### [AIM]
Pick out every line in the items below that contains the word "train" and copy those lines.

----

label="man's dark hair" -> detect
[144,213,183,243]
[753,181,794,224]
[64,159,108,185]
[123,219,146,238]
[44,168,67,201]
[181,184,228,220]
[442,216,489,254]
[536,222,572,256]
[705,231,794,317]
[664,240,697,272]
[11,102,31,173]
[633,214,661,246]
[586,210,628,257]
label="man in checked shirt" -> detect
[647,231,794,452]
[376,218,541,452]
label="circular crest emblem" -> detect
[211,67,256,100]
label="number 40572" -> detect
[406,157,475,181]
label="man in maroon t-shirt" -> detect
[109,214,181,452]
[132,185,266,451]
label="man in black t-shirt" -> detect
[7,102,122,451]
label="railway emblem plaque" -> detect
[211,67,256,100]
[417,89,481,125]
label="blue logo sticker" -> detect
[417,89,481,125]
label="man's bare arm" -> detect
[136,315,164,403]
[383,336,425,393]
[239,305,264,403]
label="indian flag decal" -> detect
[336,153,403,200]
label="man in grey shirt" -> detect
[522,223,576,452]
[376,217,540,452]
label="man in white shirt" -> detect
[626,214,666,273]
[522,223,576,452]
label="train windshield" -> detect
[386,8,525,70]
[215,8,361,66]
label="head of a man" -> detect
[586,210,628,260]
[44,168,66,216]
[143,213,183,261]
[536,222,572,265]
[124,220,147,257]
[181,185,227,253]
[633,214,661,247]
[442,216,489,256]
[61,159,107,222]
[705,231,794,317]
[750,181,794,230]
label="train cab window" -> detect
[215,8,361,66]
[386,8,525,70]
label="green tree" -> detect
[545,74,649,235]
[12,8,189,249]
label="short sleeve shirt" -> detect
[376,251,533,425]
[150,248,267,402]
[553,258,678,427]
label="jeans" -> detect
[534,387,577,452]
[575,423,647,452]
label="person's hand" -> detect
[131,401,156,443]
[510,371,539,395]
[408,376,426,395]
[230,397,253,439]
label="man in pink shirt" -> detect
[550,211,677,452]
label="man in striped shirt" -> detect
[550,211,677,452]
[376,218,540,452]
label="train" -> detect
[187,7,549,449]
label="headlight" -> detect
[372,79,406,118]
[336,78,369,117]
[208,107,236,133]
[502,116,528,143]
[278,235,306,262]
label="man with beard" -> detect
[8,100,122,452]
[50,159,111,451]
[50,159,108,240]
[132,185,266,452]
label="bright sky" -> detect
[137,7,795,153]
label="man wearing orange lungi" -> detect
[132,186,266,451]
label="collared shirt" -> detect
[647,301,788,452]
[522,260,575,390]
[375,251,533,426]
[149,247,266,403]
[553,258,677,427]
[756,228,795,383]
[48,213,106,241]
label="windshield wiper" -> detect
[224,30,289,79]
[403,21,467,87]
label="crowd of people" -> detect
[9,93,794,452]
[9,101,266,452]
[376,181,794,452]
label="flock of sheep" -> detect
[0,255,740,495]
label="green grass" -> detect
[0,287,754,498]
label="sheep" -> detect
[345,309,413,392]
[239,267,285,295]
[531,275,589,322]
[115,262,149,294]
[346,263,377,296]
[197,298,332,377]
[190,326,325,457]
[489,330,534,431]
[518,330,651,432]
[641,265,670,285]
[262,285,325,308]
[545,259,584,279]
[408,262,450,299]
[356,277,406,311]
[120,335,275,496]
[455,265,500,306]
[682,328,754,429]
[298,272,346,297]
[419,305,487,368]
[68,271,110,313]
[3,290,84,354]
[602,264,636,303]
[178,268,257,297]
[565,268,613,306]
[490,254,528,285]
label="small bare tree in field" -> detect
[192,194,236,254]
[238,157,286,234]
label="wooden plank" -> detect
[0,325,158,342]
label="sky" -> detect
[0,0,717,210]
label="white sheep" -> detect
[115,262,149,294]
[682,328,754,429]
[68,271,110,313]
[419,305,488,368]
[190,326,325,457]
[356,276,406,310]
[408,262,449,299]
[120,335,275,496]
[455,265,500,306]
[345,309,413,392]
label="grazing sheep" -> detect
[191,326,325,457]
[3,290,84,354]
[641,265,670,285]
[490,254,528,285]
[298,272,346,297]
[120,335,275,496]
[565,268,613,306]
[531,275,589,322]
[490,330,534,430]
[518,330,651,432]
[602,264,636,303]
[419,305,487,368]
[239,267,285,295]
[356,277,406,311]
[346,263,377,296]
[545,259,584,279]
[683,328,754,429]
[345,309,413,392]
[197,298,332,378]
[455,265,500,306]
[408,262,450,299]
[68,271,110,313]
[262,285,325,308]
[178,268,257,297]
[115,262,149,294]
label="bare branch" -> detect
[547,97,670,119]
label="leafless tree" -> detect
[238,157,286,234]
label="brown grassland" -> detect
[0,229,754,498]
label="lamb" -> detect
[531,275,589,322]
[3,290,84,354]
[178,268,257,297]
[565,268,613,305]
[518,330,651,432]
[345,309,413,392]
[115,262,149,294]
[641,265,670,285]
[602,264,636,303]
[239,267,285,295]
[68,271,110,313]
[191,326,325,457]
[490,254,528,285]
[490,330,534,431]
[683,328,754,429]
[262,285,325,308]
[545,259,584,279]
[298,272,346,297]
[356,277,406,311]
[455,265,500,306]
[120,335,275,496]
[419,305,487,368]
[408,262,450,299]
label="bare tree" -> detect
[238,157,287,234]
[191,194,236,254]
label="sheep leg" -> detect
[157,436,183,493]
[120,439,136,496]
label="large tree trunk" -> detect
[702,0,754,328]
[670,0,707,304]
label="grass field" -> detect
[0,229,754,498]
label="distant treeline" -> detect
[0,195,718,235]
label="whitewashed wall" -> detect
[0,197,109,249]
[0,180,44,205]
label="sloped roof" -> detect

----

### [SOLVED EXERCISE]
label="train windshield" -> detect
label="train cab window" -> detect
label="train" -> detect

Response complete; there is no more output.